┌─ Supplied material
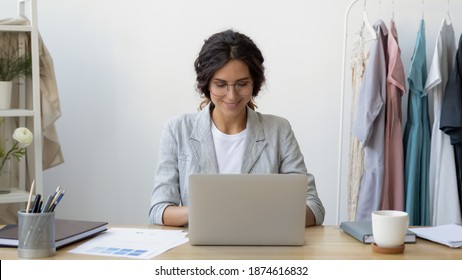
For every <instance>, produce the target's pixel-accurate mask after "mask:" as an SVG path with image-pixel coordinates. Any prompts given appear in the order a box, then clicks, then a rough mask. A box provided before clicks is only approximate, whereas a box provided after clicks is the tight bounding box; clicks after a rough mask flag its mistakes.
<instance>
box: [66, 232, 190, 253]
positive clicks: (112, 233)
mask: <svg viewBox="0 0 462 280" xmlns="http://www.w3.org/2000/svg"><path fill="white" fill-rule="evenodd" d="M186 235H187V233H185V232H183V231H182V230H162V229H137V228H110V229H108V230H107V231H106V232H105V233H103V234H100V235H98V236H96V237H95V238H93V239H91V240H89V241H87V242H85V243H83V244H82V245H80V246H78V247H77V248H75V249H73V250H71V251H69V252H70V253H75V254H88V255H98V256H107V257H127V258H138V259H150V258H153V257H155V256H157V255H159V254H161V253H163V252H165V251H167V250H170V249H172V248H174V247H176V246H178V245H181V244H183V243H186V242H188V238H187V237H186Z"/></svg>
└─
┌─ Supplied material
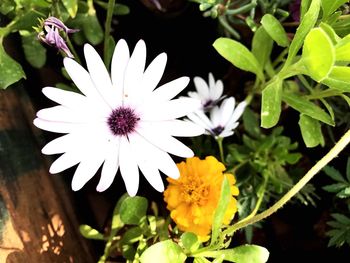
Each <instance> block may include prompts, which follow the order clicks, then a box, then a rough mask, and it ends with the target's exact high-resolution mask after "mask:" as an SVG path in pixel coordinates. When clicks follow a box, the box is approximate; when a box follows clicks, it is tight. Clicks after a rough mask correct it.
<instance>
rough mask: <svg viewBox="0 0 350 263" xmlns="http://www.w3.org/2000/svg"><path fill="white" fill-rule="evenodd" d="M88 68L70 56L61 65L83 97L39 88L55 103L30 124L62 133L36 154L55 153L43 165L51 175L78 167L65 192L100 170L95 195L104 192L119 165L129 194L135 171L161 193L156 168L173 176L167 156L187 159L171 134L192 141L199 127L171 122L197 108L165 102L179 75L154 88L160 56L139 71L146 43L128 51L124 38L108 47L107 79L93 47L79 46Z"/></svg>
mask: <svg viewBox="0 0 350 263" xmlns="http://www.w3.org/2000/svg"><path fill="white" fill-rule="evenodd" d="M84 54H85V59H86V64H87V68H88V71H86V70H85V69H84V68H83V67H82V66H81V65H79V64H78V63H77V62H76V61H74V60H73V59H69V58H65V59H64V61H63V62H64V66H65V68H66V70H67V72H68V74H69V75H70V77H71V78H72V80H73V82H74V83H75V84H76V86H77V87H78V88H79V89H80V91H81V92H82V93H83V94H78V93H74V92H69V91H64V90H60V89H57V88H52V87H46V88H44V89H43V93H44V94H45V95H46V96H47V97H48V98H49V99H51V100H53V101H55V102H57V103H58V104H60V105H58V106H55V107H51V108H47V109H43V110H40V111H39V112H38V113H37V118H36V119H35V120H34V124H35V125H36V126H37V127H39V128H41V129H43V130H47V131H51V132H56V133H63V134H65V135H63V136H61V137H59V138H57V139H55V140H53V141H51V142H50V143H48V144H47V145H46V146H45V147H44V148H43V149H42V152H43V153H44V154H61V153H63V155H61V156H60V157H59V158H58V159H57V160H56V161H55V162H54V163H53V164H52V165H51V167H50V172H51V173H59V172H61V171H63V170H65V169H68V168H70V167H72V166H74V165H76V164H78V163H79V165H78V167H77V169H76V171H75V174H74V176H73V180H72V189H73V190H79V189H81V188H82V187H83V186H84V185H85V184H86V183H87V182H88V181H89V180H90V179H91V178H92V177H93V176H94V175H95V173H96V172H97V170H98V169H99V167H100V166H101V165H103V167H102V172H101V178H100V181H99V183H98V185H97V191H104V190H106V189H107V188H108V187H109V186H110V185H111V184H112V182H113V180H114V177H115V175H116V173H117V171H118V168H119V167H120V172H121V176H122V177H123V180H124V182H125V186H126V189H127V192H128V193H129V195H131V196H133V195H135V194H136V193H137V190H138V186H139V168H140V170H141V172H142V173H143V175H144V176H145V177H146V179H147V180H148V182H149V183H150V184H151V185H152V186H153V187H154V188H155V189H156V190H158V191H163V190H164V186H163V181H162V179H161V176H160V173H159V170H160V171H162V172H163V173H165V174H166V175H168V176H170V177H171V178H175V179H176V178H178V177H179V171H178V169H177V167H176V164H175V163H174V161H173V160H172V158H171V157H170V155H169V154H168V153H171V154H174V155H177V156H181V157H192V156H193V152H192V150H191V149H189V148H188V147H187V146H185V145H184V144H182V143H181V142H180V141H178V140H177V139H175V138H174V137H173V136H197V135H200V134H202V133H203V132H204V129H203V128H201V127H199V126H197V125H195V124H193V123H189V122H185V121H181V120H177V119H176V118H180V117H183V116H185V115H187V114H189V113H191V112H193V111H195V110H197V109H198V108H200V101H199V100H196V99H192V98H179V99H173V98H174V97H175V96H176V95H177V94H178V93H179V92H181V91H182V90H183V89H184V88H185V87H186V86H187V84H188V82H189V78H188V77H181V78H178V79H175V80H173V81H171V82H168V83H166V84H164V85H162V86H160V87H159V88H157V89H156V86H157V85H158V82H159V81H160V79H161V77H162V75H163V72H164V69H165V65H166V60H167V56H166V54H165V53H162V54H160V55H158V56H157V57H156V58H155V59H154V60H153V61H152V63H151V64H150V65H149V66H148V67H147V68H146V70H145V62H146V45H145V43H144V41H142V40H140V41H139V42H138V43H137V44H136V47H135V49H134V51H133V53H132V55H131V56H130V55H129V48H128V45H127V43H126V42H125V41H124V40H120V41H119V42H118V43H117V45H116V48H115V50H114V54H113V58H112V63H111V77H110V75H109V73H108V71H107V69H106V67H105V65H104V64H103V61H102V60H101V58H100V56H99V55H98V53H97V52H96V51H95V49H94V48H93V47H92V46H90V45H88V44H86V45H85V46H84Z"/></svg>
└─
__Work to complete__. Respond with the count of lines above holding the string "tight", and leave out everything else.

__Problem solution__. 2